> **Records from a data collection**
◇ ◇ ◇
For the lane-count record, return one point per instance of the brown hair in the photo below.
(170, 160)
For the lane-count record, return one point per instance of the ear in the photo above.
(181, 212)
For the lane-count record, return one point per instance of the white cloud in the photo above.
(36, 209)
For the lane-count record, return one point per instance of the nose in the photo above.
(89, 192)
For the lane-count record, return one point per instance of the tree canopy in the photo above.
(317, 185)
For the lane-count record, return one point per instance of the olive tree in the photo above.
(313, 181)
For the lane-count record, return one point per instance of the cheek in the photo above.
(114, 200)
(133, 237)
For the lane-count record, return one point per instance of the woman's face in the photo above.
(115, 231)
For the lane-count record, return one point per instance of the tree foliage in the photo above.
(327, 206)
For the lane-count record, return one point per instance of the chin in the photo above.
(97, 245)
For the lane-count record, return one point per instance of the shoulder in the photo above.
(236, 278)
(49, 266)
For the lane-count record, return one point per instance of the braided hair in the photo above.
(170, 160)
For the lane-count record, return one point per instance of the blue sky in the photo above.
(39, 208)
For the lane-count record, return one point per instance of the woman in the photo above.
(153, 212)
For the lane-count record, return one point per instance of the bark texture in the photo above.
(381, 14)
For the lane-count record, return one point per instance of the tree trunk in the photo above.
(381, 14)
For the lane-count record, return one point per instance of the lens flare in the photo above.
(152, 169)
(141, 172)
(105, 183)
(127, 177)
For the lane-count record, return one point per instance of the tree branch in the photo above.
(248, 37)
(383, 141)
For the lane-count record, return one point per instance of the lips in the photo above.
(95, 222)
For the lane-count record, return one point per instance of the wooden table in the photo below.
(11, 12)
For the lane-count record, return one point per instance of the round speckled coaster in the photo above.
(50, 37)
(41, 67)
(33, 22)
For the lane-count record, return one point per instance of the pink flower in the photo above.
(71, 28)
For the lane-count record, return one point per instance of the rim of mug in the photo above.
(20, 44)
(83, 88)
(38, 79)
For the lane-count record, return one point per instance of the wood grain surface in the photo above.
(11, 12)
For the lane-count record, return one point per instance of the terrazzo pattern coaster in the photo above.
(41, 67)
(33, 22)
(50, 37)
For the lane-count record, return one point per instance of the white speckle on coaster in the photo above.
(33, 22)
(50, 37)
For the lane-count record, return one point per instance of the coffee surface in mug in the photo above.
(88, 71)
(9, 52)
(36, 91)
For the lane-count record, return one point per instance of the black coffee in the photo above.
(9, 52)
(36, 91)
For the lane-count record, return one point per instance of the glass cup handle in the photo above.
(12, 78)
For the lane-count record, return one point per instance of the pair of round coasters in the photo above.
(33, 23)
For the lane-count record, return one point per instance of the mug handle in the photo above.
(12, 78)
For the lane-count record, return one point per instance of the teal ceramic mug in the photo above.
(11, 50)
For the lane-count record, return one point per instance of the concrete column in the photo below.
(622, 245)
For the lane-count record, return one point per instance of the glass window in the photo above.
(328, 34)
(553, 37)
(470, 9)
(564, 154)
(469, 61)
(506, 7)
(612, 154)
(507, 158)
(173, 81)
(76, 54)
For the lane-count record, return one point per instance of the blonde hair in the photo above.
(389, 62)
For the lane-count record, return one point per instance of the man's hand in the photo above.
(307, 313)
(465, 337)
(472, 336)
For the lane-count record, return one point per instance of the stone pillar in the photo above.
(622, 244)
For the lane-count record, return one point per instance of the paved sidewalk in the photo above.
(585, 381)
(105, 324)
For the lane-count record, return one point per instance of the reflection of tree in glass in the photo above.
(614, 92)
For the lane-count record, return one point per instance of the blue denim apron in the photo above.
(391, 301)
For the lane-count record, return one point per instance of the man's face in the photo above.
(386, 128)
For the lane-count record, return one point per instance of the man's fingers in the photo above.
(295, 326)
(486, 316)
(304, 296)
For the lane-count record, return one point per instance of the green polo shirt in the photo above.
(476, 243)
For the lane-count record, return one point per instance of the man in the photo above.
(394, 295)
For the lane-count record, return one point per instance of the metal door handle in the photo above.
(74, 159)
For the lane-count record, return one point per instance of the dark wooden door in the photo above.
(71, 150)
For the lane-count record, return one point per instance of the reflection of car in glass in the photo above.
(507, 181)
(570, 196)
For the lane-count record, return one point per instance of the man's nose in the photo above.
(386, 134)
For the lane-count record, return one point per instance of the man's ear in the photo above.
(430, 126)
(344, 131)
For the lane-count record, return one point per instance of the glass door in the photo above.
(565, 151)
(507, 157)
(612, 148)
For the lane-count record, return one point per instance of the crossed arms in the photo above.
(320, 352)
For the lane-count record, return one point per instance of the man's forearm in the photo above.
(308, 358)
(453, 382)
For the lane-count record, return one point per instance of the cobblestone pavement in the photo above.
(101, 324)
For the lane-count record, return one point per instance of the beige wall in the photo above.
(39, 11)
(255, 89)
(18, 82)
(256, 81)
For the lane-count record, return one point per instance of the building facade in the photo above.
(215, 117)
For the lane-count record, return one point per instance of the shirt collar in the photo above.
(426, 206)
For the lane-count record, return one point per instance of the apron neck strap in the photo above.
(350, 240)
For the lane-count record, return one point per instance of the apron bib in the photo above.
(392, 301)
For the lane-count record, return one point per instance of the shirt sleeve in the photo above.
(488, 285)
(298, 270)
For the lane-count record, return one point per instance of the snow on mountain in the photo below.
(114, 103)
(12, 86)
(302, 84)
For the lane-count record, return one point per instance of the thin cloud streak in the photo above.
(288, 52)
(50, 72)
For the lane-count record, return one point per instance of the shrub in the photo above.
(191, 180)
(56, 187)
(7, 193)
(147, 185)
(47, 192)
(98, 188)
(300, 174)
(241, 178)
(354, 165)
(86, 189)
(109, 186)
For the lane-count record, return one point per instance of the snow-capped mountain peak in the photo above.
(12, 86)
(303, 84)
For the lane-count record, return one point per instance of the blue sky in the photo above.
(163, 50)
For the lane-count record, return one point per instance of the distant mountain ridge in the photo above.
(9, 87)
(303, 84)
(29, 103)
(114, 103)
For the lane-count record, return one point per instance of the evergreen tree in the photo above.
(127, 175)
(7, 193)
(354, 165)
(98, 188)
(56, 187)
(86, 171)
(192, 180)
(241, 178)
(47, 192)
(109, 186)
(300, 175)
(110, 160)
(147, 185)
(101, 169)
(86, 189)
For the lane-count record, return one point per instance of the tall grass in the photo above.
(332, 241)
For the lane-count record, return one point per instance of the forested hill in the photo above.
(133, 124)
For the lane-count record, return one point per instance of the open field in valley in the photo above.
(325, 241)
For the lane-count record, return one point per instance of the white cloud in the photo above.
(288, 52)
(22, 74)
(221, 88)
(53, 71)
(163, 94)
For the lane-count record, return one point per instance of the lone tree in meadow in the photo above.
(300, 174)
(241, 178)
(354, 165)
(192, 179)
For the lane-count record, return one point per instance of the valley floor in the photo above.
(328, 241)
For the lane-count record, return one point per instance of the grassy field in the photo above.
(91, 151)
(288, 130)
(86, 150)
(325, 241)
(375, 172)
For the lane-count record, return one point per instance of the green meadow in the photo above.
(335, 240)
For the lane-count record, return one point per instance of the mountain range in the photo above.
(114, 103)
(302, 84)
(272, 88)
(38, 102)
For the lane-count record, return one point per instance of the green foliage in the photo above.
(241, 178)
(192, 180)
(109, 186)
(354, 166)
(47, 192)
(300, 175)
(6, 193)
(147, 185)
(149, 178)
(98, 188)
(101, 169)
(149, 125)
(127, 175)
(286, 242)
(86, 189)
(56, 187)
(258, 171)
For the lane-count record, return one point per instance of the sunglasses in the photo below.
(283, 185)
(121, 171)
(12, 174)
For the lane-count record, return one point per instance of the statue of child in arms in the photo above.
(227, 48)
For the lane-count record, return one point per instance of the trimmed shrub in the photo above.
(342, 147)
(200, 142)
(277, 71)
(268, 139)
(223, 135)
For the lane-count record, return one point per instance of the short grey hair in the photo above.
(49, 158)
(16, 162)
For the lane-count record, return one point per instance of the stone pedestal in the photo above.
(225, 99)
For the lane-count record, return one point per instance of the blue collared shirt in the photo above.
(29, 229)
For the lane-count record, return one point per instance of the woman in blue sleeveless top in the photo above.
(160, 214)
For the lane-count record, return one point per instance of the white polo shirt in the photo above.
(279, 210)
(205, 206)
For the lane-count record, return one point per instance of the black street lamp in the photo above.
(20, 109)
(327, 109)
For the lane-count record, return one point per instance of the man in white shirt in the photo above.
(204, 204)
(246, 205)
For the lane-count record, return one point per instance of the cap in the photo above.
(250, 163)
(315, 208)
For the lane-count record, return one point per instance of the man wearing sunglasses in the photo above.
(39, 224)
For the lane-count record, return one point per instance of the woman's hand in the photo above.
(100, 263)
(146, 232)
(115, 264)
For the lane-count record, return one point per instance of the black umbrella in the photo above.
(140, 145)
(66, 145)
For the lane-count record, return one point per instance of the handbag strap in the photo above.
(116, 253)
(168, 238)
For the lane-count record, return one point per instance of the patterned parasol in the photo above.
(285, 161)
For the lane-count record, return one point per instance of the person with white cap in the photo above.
◇ ◇ ◇
> **Your task**
Transcribe the records above exactly, but only from the line that contains "lamp in the photo above." through their final line, inclusive.

> **Correct answer**
For the lane-count record, return one point per instance of the black street lamp in the photo above.
(20, 109)
(327, 109)
For the lane-count record, return one point per instance of the man in white shirt in the photo above.
(204, 204)
(246, 205)
For the lane-count record, return one point per instance of the cap in the photo above.
(250, 163)
(315, 208)
For the lane-count record, return one point per instance of the man wearing sunglasses in the photo above.
(39, 224)
For the lane-count record, return one point per instance of the woman's hand in the photo above.
(100, 263)
(146, 232)
(115, 264)
For the lane-count record, return one point per instance of the black umbrella in the photo above.
(140, 145)
(66, 145)
For the lane-count record, return one point per instance of the handbag strap in the photo above.
(116, 253)
(168, 238)
For the lane-count record, return one point per instance of the patterned parasol in the photo above.
(285, 161)
For the lane-count record, return one point per instance of the person with white cap in the photo above.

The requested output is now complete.